» Task directions
Repeat the lines below exactly as written, please, from the line with "this sample: (57,211)." to the line with "this sample: (158,113).", both lines included, and no others.

» Supplied information
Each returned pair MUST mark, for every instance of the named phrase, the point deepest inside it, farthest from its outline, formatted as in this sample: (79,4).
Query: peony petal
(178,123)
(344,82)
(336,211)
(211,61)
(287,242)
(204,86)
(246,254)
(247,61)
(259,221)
* * *
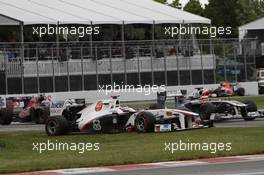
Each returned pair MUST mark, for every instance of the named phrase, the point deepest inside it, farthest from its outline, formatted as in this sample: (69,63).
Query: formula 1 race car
...
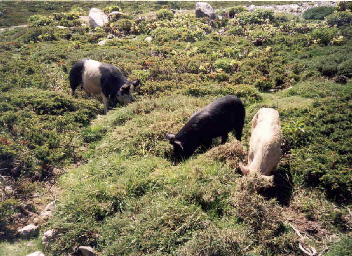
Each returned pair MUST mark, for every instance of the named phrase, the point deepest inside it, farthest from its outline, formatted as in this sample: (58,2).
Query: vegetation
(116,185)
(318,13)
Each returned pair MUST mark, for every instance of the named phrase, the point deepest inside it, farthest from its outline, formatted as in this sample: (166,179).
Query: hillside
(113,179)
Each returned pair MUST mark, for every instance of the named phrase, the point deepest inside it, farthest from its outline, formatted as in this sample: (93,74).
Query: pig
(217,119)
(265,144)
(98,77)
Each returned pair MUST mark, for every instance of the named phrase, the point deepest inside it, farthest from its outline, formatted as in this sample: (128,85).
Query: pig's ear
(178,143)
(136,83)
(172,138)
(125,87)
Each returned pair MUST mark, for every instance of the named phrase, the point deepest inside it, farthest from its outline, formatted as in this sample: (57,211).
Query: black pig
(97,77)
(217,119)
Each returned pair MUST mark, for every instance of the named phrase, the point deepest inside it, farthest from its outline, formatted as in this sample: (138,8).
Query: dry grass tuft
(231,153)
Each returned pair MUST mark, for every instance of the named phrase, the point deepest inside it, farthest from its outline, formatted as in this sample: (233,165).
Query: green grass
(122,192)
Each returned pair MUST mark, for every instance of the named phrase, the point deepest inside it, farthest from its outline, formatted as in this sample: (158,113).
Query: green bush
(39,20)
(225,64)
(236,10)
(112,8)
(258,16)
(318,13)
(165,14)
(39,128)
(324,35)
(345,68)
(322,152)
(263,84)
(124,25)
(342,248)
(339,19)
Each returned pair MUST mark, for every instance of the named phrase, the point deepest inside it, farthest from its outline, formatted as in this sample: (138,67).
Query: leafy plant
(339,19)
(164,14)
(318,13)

» Worked solution
Each returned pair MUST mark, for every instance of the named phrase, the point deepest inside it, farthest from its outline, formatted as in this sample: (57,211).
Query: black pig
(97,77)
(217,119)
Each returned pair MUST mark, for every instance of the named phrase, the point deepest inside it, farthest from its outline, formatted as in this sample: (138,8).
Query: dry grass tuft
(231,153)
Each returned pair MUST mark, for every instance of the named phrase, the point deepest inside it, farthest from its outline, formatted as in this sample: (233,165).
Query: green grass
(122,192)
Each returned pair MUST mark, for every instance of the named phrase, the point deepest inside it, farthest from its outline, formatted as in this sample: (158,113).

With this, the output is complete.